Natural-language object grounding data
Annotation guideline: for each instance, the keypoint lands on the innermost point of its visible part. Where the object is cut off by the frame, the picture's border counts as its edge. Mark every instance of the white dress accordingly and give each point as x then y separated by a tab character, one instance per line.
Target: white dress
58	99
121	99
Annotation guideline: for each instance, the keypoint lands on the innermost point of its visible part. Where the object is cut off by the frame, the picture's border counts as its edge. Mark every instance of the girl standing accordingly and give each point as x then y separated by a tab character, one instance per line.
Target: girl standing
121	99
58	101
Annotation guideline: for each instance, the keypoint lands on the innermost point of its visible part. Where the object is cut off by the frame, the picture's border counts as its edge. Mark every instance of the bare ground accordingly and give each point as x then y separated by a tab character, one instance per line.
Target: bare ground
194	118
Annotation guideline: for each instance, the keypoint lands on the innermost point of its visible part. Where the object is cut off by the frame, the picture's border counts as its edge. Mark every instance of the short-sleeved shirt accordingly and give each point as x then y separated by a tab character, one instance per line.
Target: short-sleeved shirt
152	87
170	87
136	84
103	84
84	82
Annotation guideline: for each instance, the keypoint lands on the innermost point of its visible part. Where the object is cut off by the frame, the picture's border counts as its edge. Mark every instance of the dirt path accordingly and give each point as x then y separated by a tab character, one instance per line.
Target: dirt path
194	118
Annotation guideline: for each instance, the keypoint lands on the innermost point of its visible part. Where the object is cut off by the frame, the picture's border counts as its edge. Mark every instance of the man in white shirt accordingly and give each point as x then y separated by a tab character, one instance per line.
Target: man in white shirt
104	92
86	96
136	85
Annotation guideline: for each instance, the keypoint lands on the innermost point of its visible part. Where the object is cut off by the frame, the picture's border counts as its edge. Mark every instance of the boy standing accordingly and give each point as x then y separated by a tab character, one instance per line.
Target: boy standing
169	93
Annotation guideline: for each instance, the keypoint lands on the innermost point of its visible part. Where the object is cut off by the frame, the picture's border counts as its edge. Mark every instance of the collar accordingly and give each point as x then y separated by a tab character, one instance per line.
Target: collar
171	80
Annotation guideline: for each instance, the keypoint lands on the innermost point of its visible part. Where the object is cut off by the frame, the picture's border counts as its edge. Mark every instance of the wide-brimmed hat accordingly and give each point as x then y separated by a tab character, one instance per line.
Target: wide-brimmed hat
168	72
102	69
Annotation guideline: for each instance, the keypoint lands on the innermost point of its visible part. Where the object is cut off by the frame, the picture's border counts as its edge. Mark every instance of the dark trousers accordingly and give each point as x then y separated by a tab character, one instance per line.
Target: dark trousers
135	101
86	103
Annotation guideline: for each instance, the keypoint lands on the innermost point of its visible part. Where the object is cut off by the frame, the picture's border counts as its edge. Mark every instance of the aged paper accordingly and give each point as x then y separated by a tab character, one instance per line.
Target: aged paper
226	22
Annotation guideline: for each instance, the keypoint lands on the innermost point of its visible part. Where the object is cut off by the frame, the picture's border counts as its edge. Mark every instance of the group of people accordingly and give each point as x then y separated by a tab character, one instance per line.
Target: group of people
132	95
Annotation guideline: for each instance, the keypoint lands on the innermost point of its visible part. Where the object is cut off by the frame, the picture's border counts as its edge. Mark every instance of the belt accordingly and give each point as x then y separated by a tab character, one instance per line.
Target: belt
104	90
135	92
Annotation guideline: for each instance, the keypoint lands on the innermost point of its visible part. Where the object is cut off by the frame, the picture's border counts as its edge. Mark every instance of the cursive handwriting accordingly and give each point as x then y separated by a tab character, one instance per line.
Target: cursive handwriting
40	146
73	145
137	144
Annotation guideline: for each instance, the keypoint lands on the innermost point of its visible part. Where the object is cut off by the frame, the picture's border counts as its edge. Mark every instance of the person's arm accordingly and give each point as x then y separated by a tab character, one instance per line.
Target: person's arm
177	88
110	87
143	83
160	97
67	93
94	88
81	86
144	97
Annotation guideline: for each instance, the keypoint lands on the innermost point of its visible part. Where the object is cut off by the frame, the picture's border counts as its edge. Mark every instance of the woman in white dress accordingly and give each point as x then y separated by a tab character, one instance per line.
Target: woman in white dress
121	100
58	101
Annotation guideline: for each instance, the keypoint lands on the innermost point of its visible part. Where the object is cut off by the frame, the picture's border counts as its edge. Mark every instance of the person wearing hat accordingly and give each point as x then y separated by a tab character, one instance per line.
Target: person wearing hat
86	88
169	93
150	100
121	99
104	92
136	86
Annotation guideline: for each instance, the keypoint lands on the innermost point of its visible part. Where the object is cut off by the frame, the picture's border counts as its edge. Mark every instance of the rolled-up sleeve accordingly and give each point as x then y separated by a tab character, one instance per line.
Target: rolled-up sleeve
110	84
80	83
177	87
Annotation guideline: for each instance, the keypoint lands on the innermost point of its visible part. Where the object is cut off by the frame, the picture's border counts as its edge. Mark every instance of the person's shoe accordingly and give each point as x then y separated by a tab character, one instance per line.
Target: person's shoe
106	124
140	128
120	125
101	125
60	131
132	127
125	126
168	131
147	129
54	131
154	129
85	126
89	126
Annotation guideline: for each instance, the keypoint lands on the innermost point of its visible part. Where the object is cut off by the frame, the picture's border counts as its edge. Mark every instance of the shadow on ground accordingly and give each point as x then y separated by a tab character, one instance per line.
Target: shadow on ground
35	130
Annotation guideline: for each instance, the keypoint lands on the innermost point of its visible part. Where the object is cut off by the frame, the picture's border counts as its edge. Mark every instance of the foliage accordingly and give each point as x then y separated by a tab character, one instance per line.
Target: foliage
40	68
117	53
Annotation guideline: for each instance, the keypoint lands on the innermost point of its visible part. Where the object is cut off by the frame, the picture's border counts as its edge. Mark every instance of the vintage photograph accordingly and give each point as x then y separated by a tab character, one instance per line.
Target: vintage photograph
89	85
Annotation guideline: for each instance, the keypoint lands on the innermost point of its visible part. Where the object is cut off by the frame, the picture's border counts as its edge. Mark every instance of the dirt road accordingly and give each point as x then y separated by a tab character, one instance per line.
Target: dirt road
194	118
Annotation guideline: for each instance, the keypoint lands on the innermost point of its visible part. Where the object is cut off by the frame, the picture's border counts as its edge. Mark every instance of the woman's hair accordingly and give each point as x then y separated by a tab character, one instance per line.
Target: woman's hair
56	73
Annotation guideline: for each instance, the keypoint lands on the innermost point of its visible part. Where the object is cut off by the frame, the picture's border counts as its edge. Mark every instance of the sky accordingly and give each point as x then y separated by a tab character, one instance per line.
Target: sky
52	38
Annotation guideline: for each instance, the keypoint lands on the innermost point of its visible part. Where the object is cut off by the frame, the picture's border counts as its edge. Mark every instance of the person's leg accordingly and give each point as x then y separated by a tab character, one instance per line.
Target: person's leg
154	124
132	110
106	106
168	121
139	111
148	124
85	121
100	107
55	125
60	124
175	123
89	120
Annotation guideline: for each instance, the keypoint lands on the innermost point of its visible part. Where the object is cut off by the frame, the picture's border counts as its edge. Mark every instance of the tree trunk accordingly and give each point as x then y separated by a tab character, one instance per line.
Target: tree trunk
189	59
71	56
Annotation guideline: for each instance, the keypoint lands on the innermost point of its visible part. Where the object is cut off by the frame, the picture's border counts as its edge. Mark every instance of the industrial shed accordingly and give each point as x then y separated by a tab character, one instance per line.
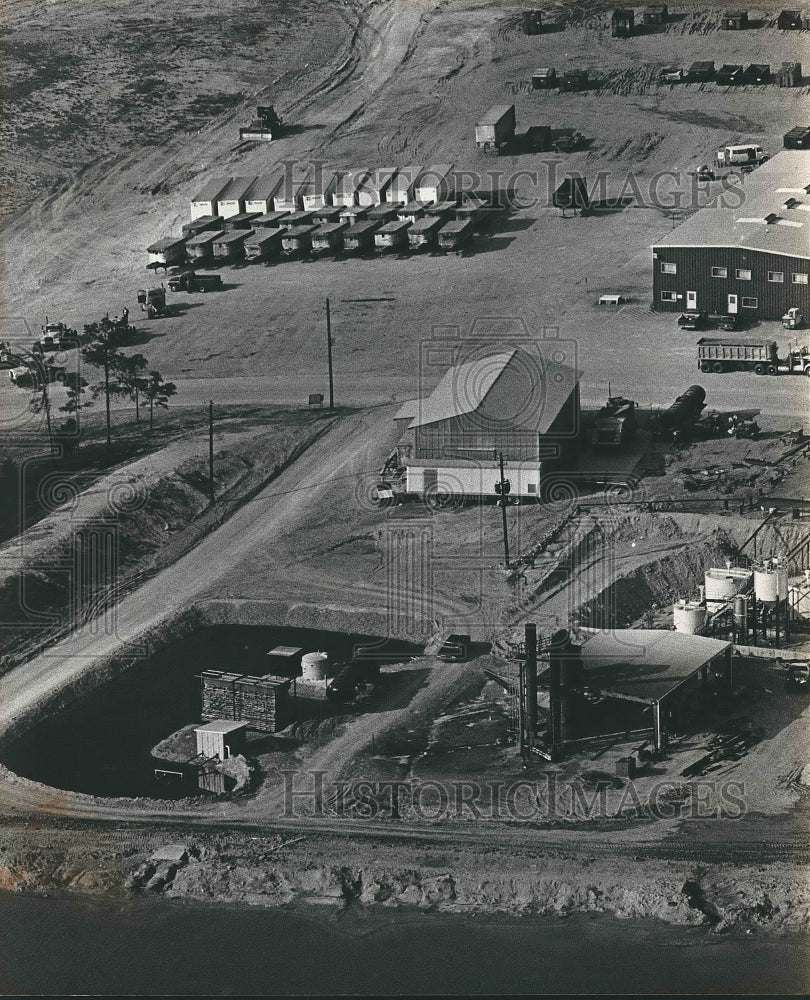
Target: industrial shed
753	259
205	202
401	189
261	703
231	200
518	402
656	669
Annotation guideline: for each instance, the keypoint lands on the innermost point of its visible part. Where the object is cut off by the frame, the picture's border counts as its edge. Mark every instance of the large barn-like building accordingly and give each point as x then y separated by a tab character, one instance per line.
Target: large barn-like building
748	252
519	403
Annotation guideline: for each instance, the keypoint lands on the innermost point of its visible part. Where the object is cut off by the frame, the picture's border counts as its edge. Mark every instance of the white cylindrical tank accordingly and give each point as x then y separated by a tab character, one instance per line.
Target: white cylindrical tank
770	584
689	616
313	666
722	584
799	596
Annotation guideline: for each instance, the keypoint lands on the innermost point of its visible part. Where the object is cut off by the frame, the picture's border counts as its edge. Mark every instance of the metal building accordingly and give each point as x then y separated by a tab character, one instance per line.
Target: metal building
752	260
518	402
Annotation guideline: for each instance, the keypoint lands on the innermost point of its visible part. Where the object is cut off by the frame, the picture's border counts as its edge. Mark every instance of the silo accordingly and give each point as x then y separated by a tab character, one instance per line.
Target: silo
313	666
741	617
723	584
770	582
689	616
799	595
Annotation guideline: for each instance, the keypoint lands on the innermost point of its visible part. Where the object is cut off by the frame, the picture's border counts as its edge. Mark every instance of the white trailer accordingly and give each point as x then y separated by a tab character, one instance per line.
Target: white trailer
467	480
205	202
437	183
401	189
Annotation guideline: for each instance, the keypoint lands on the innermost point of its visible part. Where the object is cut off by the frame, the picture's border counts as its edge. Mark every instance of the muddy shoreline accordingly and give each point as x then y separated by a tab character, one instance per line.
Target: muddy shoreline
289	871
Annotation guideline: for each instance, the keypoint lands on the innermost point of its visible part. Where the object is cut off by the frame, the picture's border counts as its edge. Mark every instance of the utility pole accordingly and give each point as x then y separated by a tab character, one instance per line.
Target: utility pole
329	356
503	488
211	450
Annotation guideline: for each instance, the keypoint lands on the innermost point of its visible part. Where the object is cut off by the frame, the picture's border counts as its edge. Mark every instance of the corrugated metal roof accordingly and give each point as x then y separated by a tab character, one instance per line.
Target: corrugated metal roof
212	189
464	388
645	664
762	193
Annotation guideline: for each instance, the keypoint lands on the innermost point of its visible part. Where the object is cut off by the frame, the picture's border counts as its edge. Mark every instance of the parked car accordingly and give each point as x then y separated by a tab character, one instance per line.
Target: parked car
693	320
455	649
798	677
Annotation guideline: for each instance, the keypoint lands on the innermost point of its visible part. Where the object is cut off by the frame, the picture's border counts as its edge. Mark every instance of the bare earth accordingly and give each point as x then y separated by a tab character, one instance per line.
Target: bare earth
114	128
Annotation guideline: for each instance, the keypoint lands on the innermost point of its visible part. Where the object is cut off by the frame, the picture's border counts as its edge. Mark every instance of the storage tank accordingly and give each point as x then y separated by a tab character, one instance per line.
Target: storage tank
799	594
770	583
722	584
689	616
313	666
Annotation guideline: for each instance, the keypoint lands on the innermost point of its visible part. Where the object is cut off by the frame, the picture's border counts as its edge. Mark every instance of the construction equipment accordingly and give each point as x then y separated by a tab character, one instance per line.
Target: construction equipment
56	337
153	302
720	355
190	281
682	414
616	422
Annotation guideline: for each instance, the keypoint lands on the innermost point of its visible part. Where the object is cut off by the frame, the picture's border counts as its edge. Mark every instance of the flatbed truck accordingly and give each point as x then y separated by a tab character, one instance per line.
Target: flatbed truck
724	354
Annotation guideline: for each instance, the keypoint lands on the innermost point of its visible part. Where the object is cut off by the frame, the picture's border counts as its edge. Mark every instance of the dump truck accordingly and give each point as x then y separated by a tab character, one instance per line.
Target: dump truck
190	281
153	302
742	155
615	423
496	128
682	415
721	354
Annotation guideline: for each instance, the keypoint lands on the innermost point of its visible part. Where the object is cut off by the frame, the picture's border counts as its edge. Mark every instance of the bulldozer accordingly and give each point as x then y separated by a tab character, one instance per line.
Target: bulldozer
153	302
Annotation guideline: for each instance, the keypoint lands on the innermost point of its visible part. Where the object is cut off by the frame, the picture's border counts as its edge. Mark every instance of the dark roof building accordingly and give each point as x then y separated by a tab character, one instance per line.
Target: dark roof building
748	252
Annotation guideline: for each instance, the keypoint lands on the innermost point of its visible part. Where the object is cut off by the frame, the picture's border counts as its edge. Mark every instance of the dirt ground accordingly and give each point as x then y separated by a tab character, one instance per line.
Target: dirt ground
93	180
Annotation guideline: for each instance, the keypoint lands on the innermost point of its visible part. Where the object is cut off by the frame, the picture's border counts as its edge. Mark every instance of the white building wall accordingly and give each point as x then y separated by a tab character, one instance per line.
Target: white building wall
472	481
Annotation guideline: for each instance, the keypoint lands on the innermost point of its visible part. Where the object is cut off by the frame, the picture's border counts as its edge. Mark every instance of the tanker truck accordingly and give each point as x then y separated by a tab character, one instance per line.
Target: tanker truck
720	355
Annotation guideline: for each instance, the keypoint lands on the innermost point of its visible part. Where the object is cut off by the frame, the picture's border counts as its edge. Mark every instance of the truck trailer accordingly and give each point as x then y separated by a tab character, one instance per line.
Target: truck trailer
496	128
720	355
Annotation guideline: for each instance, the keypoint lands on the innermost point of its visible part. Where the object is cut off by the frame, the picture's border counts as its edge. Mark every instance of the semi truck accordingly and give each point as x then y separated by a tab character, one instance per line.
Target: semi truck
496	128
722	354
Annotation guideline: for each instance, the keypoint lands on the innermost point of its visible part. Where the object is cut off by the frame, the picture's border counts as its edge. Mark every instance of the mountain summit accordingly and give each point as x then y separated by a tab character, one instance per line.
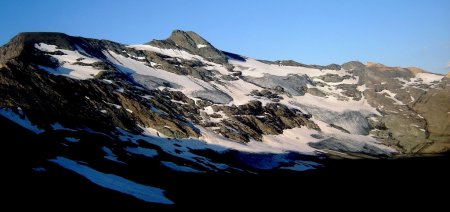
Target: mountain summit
128	117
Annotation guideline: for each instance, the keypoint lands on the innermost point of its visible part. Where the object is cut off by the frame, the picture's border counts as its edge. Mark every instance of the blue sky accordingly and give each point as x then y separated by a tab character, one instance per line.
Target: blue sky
393	32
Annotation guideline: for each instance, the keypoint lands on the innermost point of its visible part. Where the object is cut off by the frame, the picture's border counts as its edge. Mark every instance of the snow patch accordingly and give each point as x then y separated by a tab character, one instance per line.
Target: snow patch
72	140
142	151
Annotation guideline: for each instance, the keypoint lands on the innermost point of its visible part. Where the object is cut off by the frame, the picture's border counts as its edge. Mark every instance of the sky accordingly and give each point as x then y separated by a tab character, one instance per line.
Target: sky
393	32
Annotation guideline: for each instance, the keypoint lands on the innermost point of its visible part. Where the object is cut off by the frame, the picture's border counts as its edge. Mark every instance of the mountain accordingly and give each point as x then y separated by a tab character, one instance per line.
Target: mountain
124	117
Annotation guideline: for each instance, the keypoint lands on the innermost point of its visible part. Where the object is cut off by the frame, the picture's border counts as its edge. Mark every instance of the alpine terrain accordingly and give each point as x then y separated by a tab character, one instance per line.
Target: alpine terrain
95	121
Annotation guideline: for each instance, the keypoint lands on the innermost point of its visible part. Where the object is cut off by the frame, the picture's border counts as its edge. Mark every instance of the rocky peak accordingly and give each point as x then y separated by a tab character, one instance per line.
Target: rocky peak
193	43
25	41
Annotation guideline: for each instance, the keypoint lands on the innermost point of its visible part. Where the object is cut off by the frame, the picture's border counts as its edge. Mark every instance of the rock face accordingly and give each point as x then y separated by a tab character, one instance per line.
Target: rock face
183	87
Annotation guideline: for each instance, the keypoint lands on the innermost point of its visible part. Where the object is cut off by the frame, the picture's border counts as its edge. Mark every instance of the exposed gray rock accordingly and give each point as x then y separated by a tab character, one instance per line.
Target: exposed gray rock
293	84
350	90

### Task details
Starting with the line with "the white trailer" above and going on through the line with "of the utility", transcribe every line exactly, both ends included, and add nothing.

### Exercise output
Annotation guideline: for each instance, the keypoint lands on the innermost point of its visible part. Where the object is cut off by the frame, the picture's border counts as its edge. Mark every instance of the white trailer accordingly and give each point as x then y separated by a tab character, one instance per line.
Target: white trailer
467	480
205	202
437	183
401	189
Annotation guideline: for each instance, the keypoint lands on the innermost point of its visible part. Where the object is cut off by the frame, the picture's border counts as its edge. Mark every instance of the muddy shoreline accordingly and give each point as x then y separated by a tab character, one instance per line.
Target: muddy shoreline
289	871
Annotation guideline: for each instance, the keypoint lands on the innermost point of its visible part. Where the object is cut off by the frame, the picture's border counts as its edge. Mark every instance of the utility pole accordingly and give each point as x then y separated by a tab character, one instance per line.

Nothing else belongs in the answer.